What you will do
1. Using the article on dog genes, decide whether each statement agrees with it: (a) wolves keep treating their caretakers like parents throughout their lives; (b) Williams syndrome is a rare human learning disability; (c) Bridgett von Holdt works at Princeton University. For each, answer yes or no and quote the words of the article that settle it.
2. Reproduce a passage of the article on dog genes word for word: begin at the words "Nelson Mail" and stop after "secure their survival.".

Provided text
#####
Nelson Mail

Genes revealed to make dogs dumbbut loveable

- OLIVER MOODY The Times

In all the animal kingdom there is no love quite like the slobbery and adoring affection of a dog for its owners.

Scientists have found strong biological links between this boundless geniality and a "hypersocia­bility" syndrome in humans, suggesting that dogs may have evolved to become friendlier and more child-like to secure their survival.

When they are very young, both dogs and wolves will treat the people who look after them like their parents. While wolves swiftly grow out of this habit, dogs tend to retain it, staying in a state of more or less babyish dependency for the rest of their lives.

A group led by Bridgett von Holdt, an evolutiona­ry biologist at Princeton University in the US, has discovered that the genes driving this behaviour are very much like the mutations that lead to Williams syndrome, a rare human learning disability that makes people highly credulous and outgoing. The researcher­s suspect this was no accident: the genetic change appears to help dogs extend their mental childhood indefinite­ly, preserving their appeal as pets but sacrificin­g some of their intelligen­ce.
#####
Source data

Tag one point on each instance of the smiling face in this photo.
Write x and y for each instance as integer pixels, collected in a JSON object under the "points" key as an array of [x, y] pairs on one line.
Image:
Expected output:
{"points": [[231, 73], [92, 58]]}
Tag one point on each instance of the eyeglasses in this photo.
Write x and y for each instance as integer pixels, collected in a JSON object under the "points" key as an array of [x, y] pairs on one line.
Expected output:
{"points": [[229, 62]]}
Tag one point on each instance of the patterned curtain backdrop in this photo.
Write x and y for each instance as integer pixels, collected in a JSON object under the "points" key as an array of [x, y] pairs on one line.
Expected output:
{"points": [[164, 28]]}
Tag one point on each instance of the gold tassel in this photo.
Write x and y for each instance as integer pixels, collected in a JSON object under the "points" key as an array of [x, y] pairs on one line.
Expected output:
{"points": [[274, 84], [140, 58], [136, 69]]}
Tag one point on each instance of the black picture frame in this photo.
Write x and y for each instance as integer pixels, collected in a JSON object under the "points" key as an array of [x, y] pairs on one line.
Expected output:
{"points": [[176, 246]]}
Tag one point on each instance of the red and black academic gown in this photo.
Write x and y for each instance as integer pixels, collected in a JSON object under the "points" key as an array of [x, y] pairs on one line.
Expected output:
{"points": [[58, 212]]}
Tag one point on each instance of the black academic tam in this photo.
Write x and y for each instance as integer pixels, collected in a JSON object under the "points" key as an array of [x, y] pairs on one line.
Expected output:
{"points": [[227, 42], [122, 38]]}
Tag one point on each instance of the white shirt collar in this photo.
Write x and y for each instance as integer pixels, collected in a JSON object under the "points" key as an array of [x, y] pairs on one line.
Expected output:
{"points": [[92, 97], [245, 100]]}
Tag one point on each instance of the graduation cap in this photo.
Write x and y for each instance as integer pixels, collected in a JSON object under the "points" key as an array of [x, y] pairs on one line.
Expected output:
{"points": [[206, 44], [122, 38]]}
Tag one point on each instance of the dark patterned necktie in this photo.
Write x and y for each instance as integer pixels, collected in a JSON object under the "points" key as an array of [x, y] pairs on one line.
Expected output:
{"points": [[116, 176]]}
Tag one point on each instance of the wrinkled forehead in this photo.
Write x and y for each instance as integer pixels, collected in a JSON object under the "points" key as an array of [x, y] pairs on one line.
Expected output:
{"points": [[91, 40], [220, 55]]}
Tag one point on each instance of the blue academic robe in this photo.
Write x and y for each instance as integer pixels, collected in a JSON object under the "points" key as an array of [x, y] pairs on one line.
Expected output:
#####
Solution set
1.
(a) No: "While wolves swiftly grow out of this habit"
(b) Yes: "Williams syndrome, a rare human learning disability"
(c) Yes: "at Princeton University in the US"

2.
Nelson Mail

Genes revealed to make dogs dumbbut loveable

- OLIVER MOODY The Times

In all the animal kingdom there is no love quite like the slobbery and adoring affection of a dog for its owners.

Scientists have found strong biological links between this boundless geniality and a "hypersocia­bility" syndrome in humans, suggesting that dogs may have evolved to become friendlier and more child-like to secure their survival.